** TASK REQUIREMENTS **
Word for word, repeat each of the records below.

** INFORMATION GIVEN **

----------------------------------------

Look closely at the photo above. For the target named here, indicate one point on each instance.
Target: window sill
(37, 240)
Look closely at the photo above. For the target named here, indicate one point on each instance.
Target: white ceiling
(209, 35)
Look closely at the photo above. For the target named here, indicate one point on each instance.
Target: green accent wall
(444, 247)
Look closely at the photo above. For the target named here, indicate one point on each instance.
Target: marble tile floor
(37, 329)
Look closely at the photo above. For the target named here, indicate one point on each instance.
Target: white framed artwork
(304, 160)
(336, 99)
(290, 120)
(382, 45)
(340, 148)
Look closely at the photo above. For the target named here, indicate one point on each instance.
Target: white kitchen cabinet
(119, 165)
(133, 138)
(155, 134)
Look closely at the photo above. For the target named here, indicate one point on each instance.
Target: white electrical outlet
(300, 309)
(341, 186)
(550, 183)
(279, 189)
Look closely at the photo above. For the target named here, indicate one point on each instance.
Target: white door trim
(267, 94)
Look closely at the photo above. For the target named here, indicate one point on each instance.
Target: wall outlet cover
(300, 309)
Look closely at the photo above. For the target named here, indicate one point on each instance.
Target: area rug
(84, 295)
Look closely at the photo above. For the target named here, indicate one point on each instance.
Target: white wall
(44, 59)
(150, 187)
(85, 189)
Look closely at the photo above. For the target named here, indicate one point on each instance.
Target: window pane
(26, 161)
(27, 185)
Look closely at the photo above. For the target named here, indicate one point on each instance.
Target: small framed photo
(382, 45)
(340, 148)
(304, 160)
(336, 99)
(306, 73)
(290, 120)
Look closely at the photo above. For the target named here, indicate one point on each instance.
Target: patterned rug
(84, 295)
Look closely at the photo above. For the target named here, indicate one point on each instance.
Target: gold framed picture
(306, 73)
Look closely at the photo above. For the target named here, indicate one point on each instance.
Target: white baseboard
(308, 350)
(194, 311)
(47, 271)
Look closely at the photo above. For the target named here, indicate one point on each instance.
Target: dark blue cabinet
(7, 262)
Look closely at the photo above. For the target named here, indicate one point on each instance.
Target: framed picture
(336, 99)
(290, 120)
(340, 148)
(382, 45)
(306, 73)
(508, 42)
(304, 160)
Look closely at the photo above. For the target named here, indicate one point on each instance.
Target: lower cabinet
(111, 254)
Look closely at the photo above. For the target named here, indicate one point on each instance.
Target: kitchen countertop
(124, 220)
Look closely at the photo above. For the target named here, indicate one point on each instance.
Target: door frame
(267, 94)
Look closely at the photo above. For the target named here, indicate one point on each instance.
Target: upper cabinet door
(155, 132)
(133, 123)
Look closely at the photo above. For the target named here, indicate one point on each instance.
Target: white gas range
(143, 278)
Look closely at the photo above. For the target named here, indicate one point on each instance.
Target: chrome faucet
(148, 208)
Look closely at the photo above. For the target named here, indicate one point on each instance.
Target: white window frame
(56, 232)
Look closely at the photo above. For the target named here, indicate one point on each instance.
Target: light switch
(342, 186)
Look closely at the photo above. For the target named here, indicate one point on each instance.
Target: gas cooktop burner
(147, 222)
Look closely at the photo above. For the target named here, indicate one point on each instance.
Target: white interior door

----------------------------------------

** WRITTEN ANSWER **
Look closely at the photo above. For the target named here, indicate one point on each instance.
Target: window sill
(37, 240)
Look closely at the photo above. For the target named here, indicate one point on each instance.
Target: white ceiling
(209, 35)
Look closely at the photo above. For the target named here, indicate one point on each instance.
Target: green accent wall
(444, 247)
Look closely at the photo above. For the target named here, indicate one point on each instance.
Target: marble tile floor
(37, 329)
Look closely at the photo above. For the target named here, indicate one point on each instance.
Target: white framed artwork
(304, 160)
(336, 99)
(290, 120)
(382, 45)
(340, 148)
Look closely at the photo above. For the target named here, indicate one point on each instance.
Target: white kitchen cabinet
(119, 165)
(133, 138)
(155, 134)
Look closely at the photo above. For the target named here, indicate one point on each instance.
Target: white electrical outlet
(300, 309)
(341, 186)
(550, 183)
(279, 189)
Look closely at the photo above. For the target named here, indicate one point on each instance.
Target: white door trim
(267, 94)
Look closely at the photo above. For the target named here, indicate one point on each instance.
Target: wall outlet cover
(300, 309)
Look closely at the photo above. For the target named here, indicate one point on each instance.
Target: area rug
(84, 295)
Look closely at the photo above. For the target named here, indicate one point on each instance.
Target: white wall
(44, 59)
(150, 187)
(85, 189)
Look closely at the photo above. For the target named here, indicate one point on each instance.
Target: window pane
(26, 161)
(27, 185)
Look closely at the photo above. For the target named here, indicate one point on each instance.
Target: small framed photo
(382, 45)
(340, 148)
(304, 160)
(336, 99)
(306, 73)
(290, 120)
Look closely at the photo above. For the target named here, indicate one point on each instance.
Target: patterned rug
(84, 295)
Look closely at the photo above. For the target named here, indicate one point on each instance.
Target: gold framed picture
(306, 73)
Look closely at the photo above. For the target named here, indicate one point on each instance.
Target: white baseboard
(308, 350)
(194, 311)
(47, 271)
Look closely at the photo above. For the target named here, indicate one point on each instance.
Target: dark blue cabinet
(7, 262)
Look closely at the photo above. For the target named here, indicate one point on each instance.
Target: framed picture
(336, 99)
(290, 120)
(340, 148)
(382, 45)
(306, 73)
(508, 42)
(304, 160)
Look closely at the photo above. For the target named here, indicate one point on each instance.
Target: lower cabinet
(111, 254)
Look closely at the photo above. For the target named here, indicate one point on each instance.
Target: kitchen countertop
(124, 220)
Look closely at the photo above. For the target named here, indicate one point on each instance.
Target: door frame
(267, 94)
Look closely at the photo above. For the target named here, indicate one point on each instance.
Target: upper cabinet door
(155, 132)
(133, 123)
Look closely at the photo above. For the target named here, indicate one point on each instance.
Target: white gas range
(143, 278)
Look closely at the photo above. For the target named here, indicate one point on each instance.
Target: chrome faucet
(148, 208)
Look closely at the photo above. For the target named here, indicate one point on each instance.
Target: white window frame
(56, 232)
Look closely at the photo above. For the target named here, indicate one point on each instance.
Target: light switch
(342, 186)
Look closely at the photo above. For the target named here, indicate one point on each instance.
Target: gas cooktop burner
(147, 222)
Look closely at the photo above. For the target named here, indicate one point on each instance.
Target: white interior door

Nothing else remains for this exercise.